REQUIRED TASKS:
1. Reproduce the stretch of the Transference exhibition text from "Transference incorporates the" through "by digital technologies." word for word.
2. Summarize the Transference exhibition text in two sentences.

SELECTED TEXT:
+++

Transference incorporates the works of five artists – Aimée Henny Brown, Saskia Jetten, Ross Kelly, Colin Lyons and Kathleen Ritter. The exhibition investigates the aesthetic and formal criteria specific to contemporary print media, while highlighting challenges and opportunities digital technology presents to the function and process of the medium and its contribution to the conceptual construction of artworks. Underlying the works is the notion of image transfer as well as the transference of meaning supported and sometimes led by digital technologies.
The artists’ works represent a diversity of conceptual concerns and explorations; each artist has researched and employed various print-based practices as a vehicle for examining the diverse personal and cultural histories that their subject matter references. With their point of departure being a traditional print practice, the artists have transferred in parallel both the conceptual and technical matrix resulting in work that is both a separation from and a repetition of its source material and point of origin. Engaging with the varied process of transfer and repetition, the artists examine the strategy of iterability, which for Jacques Derrida signified both sameness and alteration.
Aimée Henny Brown compiles vintage survival manuals scanned and stitched together digitally and printed on long scroll formats, similar to traditional scroll paintings and prints depicting mountain ranges and canyon-scapes. By focusing on print methodology, the collages simultaneously depict the past and the potential future through imaginary, composite shelters situated in surreal, nostalgic environments. The inquiry of this interdisciplinary work lies between discussions of the everyday and of the spectacular, while posing the question, “How will we survive the present and what could the future look like?”

+++

RECORDS:
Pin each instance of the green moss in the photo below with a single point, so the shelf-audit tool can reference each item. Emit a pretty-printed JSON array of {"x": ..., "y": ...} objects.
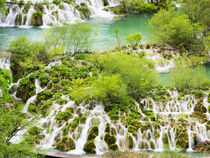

+++

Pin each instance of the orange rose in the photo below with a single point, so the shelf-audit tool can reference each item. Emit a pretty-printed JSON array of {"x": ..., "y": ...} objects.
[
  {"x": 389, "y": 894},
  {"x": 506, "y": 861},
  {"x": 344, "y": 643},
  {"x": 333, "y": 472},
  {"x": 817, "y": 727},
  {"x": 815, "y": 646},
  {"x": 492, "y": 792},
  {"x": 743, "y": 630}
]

+++

TASK-BY-TASK ANSWERS:
1.
Transference incorporates the works of five artists – Aimée Henny Brown, Saskia Jetten, Ross Kelly, Colin Lyons and Kathleen Ritter. The exhibition investigates the aesthetic and formal criteria specific to contemporary print media, while highlighting challenges and opportunities digital technology presents to the function and process of the medium and its contribution to the conceptual construction of artworks. Underlying the works is the notion of image transfer as well as the transference of meaning supported and sometimes led by digital technologies.

2. Transference brings together works by five artists and investigates the aesthetic and formal criteria of contemporary print media, along with the challenges and opportunities digital technology presents to the medium, with image transfer and the transference of meaning underlying the works. Starting from traditional print practice, the artists use print-based methods to examine personal and cultural histories, and Aimée Henny Brown, for example, digitally scans and stitches together vintage survival manuals and prints them on long scroll formats.